WYBRANY FRAGMENT –
※ ※ ※

Dziesięć najciekawszych filmów, które warto mieć na oku w sezonie festiwalowym
Przełom kwietnia i maja to doskonały moment na przyjrzenie się najciekawszym premierom kinowym tego roku, bez uwzględniania jednak kina blockbusterowego. Skupiając się za to przede wszystkim na obrazach festiwalowych. Wiele interesujących tytułów zostanie niedługo pokazanych na festiwalu w Cannes, a inne dzieła współczesnych filmowych klasyków trafią w kolejnych miesiącach do polskich kin.
2025 roku zapowiada się pod tym względem niezwykle interesująco, bo z nowymi filmami powracają najważniejsi współcześni twórcy, tacy jak Paul Thomas Anderson, niezwykle pracowity Richard Linklater, Joachim Trier, Ari Aster, Celine Song i Julia Ducournau. Kilka interesujących obrazów, które będą miały swą światową premierę na tegorocznym festiwalu w Cannes, znajdzie się pewnie w programie letnich festiwali w Polsce, a inne szybko trafią do rodzimych kin. Wybrałem dziesięć najciekawszych pozycji, o których powinno być głośno w trakcie najbliższych kilku miesięcy.

※ ※ ※

DO WYKONANIA –
1. Odpowiedz krótko na pytania do tekstu o filmach festiwalowych.
(a) Jakiego kina tekst nie uwzględnia?
(b) Na jakim festiwalu zostanie niedługo pokazanych wiele interesujących tytułów?
(c) Ile pozycji wybrano?
2. Którzy twórcy, według tekstu o filmach festiwalowych, powracają w 2025 roku z nowymi filmami? Wymień wszystkich.

※ ※ ※

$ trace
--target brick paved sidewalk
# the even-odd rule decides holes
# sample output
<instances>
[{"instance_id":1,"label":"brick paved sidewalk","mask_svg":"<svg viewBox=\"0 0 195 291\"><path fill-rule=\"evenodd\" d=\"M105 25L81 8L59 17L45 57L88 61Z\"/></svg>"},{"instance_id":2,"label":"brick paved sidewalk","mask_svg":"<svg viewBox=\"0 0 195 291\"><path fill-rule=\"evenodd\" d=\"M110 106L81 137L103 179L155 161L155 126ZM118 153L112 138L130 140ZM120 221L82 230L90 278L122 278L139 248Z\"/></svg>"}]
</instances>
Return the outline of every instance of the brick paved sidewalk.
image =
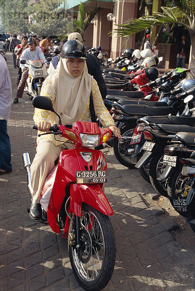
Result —
<instances>
[{"instance_id":1,"label":"brick paved sidewalk","mask_svg":"<svg viewBox=\"0 0 195 291\"><path fill-rule=\"evenodd\" d=\"M17 70L7 54L14 97ZM12 105L13 172L0 178L0 291L82 291L71 268L67 241L49 226L32 220L27 211L30 199L22 154L29 152L32 160L34 156L33 112L25 93L18 104ZM151 185L137 170L119 164L112 148L103 150L117 248L113 275L104 291L194 291L195 255L188 243L194 238L193 231L179 229L179 235L187 235L186 242L177 239L179 235L175 240L177 212L169 212L159 201L151 200Z\"/></svg>"}]
</instances>

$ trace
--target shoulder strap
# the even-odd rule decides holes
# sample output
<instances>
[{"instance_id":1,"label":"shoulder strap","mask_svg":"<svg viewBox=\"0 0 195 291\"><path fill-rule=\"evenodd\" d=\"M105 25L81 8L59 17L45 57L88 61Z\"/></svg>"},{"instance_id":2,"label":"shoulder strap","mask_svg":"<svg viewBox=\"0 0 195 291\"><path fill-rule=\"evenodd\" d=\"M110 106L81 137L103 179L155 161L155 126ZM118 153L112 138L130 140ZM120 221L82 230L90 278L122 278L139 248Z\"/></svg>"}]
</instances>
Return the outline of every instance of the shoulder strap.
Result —
<instances>
[{"instance_id":1,"label":"shoulder strap","mask_svg":"<svg viewBox=\"0 0 195 291\"><path fill-rule=\"evenodd\" d=\"M92 93L91 92L89 102L89 110L90 111L91 119L92 122L96 122L96 113L95 113L94 100Z\"/></svg>"}]
</instances>

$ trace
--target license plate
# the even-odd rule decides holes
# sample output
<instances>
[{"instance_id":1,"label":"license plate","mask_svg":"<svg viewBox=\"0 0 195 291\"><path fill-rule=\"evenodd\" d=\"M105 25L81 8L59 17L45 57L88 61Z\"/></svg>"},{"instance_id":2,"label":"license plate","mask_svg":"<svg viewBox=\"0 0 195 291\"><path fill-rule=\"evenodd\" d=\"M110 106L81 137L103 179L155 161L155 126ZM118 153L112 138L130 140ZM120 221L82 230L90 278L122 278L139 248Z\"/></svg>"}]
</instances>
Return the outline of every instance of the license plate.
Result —
<instances>
[{"instance_id":1,"label":"license plate","mask_svg":"<svg viewBox=\"0 0 195 291\"><path fill-rule=\"evenodd\" d=\"M142 138L142 132L140 132L140 133L137 133L136 134L133 134L132 137L130 145L139 144L140 142L141 139Z\"/></svg>"},{"instance_id":2,"label":"license plate","mask_svg":"<svg viewBox=\"0 0 195 291\"><path fill-rule=\"evenodd\" d=\"M171 156L171 155L164 155L163 157L163 162L166 166L171 167L176 166L177 156Z\"/></svg>"},{"instance_id":3,"label":"license plate","mask_svg":"<svg viewBox=\"0 0 195 291\"><path fill-rule=\"evenodd\" d=\"M154 146L155 143L151 143L151 142L145 142L142 149L147 150L148 151L152 151L153 148Z\"/></svg>"},{"instance_id":4,"label":"license plate","mask_svg":"<svg viewBox=\"0 0 195 291\"><path fill-rule=\"evenodd\" d=\"M186 199L174 199L173 206L176 211L187 211Z\"/></svg>"},{"instance_id":5,"label":"license plate","mask_svg":"<svg viewBox=\"0 0 195 291\"><path fill-rule=\"evenodd\" d=\"M76 171L78 184L104 183L107 182L106 171Z\"/></svg>"},{"instance_id":6,"label":"license plate","mask_svg":"<svg viewBox=\"0 0 195 291\"><path fill-rule=\"evenodd\" d=\"M182 168L181 175L187 176L188 175L195 175L195 167L183 166Z\"/></svg>"}]
</instances>

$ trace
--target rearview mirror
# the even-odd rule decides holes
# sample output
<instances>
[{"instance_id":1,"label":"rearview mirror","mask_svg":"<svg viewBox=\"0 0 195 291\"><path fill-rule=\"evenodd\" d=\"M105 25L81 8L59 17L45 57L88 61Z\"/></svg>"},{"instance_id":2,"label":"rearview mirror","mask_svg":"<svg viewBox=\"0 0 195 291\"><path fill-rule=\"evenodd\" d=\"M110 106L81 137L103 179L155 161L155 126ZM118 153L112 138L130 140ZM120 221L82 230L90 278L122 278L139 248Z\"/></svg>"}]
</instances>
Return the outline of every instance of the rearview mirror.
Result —
<instances>
[{"instance_id":1,"label":"rearview mirror","mask_svg":"<svg viewBox=\"0 0 195 291\"><path fill-rule=\"evenodd\" d=\"M184 98L183 102L185 103L188 103L188 102L191 101L191 100L192 100L193 99L193 98L194 98L193 95L188 95L188 96L187 96L187 97L186 97Z\"/></svg>"},{"instance_id":2,"label":"rearview mirror","mask_svg":"<svg viewBox=\"0 0 195 291\"><path fill-rule=\"evenodd\" d=\"M35 108L54 112L51 100L46 96L36 96L32 99L32 105Z\"/></svg>"}]
</instances>

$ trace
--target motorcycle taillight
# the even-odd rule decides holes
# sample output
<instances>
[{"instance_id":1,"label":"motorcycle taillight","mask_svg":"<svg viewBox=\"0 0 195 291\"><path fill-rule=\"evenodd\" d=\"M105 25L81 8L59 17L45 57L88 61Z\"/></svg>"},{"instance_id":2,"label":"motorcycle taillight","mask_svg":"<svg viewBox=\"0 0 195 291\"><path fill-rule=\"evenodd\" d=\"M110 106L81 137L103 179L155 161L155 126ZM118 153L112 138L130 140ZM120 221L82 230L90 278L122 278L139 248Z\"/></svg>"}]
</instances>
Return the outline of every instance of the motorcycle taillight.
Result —
<instances>
[{"instance_id":1,"label":"motorcycle taillight","mask_svg":"<svg viewBox=\"0 0 195 291\"><path fill-rule=\"evenodd\" d=\"M147 140L152 141L153 139L153 135L149 131L144 131L144 138Z\"/></svg>"},{"instance_id":2,"label":"motorcycle taillight","mask_svg":"<svg viewBox=\"0 0 195 291\"><path fill-rule=\"evenodd\" d=\"M138 125L136 126L134 129L133 133L136 134L141 131L143 131L145 129L145 127L143 125Z\"/></svg>"}]
</instances>

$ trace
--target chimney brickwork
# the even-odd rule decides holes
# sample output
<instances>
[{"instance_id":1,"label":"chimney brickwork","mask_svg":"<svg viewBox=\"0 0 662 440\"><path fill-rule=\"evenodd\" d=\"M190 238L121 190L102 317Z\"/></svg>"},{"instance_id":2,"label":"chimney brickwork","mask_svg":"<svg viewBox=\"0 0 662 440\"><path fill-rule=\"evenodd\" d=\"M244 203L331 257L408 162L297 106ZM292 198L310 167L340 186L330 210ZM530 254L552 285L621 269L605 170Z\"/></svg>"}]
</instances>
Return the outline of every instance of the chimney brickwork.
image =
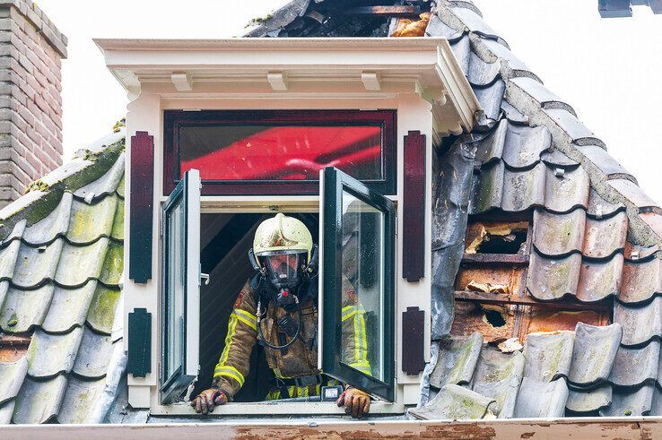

※ ※ ※

ROZWIĄZANIA –
1.
(a) Kina blockbusterowego.
(b) Na festiwalu w Cannes.
(c) Dziesięć.

2. Paul Thomas Anderson, Richard Linklater, Joachim Trier, Ari Aster, Celine Song, Julia Ducournau